Reproduce the lines below verbatim, beginning with the line that contains "Outline the cobblestone" and continuing through the line that contains "35,35 -> 41,41", both included. Output nothing else.

▸ **TASK INPUT**:
--
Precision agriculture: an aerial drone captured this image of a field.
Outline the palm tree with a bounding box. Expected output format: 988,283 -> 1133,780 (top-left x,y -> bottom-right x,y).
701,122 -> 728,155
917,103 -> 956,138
--
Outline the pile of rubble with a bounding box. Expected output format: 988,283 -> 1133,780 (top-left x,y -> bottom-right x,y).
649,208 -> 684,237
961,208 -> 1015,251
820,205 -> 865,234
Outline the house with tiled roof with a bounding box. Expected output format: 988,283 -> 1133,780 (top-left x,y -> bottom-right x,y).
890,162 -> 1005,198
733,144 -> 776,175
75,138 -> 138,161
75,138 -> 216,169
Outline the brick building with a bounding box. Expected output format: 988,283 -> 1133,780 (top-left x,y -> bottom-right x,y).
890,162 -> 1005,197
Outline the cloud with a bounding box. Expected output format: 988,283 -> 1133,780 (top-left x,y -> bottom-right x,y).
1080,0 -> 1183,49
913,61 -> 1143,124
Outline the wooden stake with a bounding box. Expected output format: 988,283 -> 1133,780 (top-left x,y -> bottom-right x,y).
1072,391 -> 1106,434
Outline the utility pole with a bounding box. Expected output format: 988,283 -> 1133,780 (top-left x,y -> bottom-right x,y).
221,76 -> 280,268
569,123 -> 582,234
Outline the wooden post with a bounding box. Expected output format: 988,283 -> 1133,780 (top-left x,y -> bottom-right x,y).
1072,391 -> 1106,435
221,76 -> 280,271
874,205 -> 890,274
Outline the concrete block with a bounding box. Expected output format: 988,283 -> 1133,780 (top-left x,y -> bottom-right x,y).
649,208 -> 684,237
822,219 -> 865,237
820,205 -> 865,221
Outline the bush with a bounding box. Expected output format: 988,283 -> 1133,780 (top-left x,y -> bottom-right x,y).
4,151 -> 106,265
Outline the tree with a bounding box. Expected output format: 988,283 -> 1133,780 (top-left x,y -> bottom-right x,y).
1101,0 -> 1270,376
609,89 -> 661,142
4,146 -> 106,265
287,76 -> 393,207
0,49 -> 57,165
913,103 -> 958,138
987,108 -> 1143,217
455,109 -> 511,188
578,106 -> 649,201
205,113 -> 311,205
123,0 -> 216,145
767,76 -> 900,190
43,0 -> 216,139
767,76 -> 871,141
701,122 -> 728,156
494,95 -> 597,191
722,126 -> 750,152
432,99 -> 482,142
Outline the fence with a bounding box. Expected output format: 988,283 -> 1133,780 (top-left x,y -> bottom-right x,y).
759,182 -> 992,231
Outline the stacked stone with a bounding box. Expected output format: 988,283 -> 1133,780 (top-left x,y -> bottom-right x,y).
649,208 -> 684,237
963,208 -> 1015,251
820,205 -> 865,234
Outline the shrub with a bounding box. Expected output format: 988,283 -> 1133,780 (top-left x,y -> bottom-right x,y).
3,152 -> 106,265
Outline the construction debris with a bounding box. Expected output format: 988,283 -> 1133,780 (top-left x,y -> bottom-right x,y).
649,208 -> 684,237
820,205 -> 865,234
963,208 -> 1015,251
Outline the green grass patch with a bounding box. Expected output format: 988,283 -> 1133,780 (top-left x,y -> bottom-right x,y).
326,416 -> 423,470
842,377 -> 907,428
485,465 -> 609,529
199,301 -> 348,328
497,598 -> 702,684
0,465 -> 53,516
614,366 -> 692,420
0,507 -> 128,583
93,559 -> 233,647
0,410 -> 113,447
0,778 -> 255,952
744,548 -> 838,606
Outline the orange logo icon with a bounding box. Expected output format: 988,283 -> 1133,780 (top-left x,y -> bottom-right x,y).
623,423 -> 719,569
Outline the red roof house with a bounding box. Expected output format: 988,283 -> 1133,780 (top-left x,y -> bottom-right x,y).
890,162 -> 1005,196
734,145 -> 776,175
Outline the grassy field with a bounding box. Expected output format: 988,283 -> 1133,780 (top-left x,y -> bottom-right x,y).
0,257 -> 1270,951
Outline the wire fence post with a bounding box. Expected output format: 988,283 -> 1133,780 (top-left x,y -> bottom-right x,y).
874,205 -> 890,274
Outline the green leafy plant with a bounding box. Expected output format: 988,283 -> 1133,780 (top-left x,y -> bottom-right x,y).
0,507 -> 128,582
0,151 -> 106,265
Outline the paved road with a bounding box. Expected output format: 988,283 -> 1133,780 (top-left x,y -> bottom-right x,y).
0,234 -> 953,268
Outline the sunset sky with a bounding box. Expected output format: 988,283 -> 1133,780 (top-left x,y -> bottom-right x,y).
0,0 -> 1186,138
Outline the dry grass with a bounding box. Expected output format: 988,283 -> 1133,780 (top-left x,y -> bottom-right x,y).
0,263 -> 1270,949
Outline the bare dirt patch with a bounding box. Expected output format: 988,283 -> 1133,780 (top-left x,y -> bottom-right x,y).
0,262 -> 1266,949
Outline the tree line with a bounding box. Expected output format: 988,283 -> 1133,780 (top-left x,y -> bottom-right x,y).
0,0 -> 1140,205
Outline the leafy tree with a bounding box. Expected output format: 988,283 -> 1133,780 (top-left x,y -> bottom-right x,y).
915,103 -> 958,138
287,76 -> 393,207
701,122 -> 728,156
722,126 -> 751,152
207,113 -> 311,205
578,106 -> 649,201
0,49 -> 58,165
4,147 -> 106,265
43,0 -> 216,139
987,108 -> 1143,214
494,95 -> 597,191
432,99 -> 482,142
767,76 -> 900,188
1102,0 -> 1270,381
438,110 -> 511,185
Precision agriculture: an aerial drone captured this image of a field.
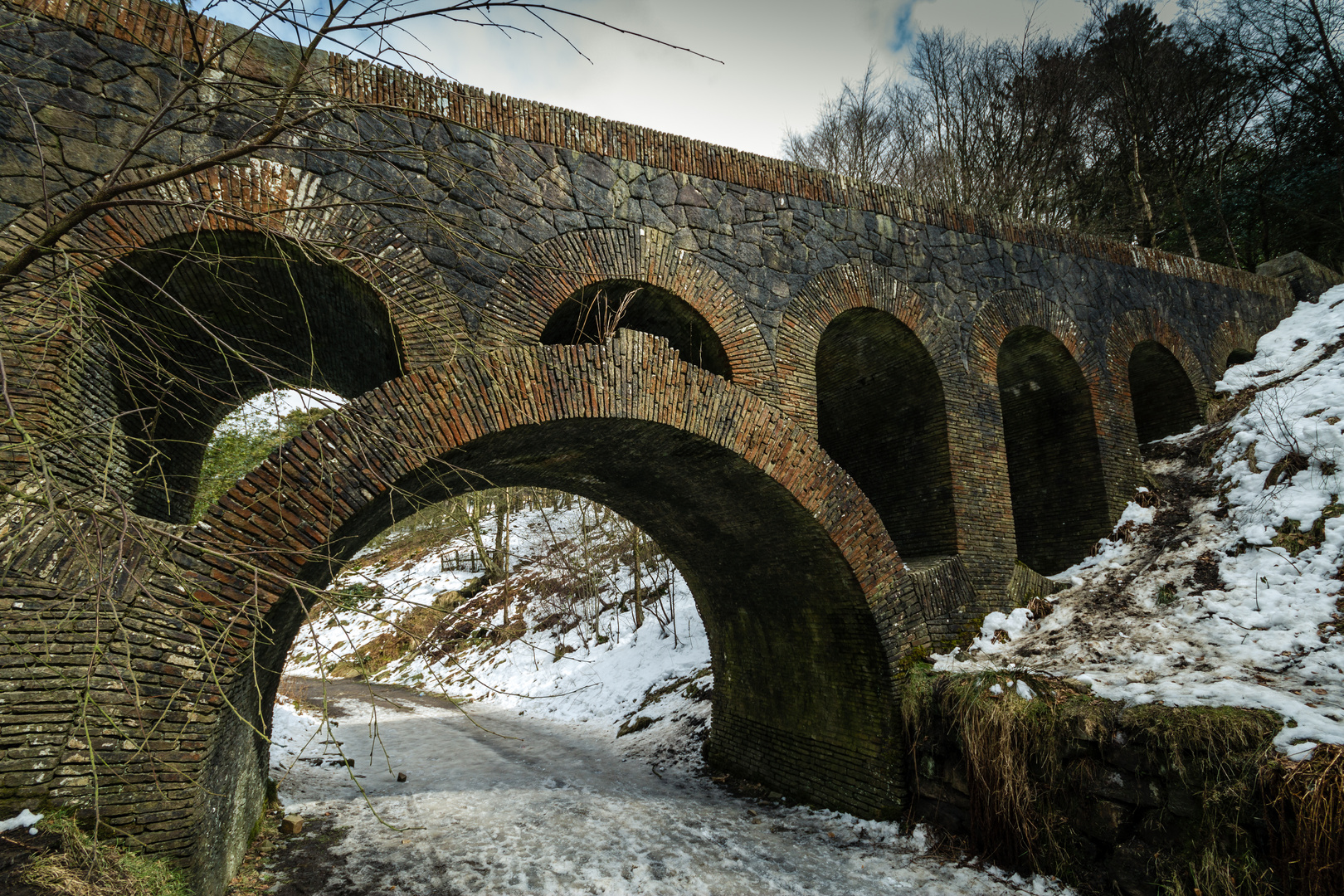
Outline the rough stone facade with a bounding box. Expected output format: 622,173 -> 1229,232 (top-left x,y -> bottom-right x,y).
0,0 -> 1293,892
--
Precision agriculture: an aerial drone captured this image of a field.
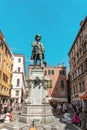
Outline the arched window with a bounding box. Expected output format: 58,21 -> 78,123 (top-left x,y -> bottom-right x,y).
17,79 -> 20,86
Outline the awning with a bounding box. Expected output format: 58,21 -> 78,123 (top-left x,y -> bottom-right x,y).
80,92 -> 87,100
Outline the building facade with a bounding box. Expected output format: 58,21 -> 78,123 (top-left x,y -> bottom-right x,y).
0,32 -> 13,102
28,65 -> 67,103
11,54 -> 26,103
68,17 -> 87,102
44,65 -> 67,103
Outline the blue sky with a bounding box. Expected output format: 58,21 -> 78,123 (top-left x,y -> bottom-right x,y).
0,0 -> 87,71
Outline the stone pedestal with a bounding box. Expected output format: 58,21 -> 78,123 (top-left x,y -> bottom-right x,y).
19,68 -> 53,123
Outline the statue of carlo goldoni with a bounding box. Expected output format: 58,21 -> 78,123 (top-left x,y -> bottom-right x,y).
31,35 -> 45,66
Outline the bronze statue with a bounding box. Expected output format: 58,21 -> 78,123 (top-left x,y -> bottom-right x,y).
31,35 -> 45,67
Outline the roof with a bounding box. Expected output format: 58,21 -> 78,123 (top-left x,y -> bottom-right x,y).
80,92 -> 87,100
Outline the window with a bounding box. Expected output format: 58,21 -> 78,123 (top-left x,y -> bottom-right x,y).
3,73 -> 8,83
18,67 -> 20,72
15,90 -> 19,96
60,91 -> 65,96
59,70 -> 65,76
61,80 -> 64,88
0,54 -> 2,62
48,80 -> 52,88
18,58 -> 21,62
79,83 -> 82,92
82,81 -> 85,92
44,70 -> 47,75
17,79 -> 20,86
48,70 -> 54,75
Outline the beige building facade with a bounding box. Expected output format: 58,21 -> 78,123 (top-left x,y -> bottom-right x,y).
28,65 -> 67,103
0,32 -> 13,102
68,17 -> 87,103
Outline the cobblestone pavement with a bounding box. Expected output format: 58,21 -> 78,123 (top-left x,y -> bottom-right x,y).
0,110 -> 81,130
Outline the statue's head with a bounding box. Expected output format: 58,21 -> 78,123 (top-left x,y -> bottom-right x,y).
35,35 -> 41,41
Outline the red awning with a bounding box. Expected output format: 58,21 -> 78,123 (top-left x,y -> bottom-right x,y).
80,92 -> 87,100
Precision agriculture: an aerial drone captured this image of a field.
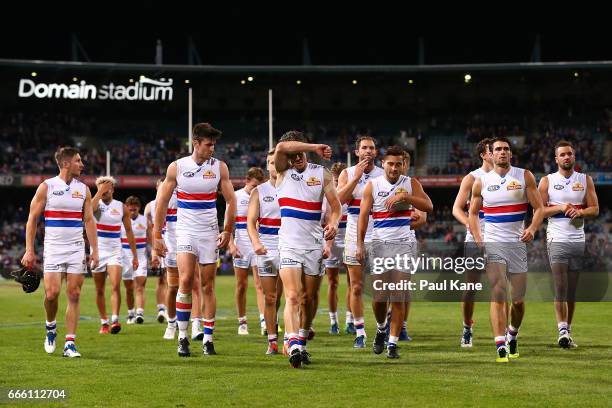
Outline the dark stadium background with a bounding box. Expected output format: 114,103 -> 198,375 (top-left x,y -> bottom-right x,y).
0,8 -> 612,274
--
▸ **EXPECTED OUTPUT**:
Outline the cobblestone pavement with a bounding box. Expected output format: 58,21 -> 78,123 (top-left x,y -> bottom-right x,y).
0,110 -> 81,130
Outline the statue's head with a bounding box. Expected output format: 58,21 -> 78,123 (top-left x,y -> bottom-right x,y).
35,35 -> 41,41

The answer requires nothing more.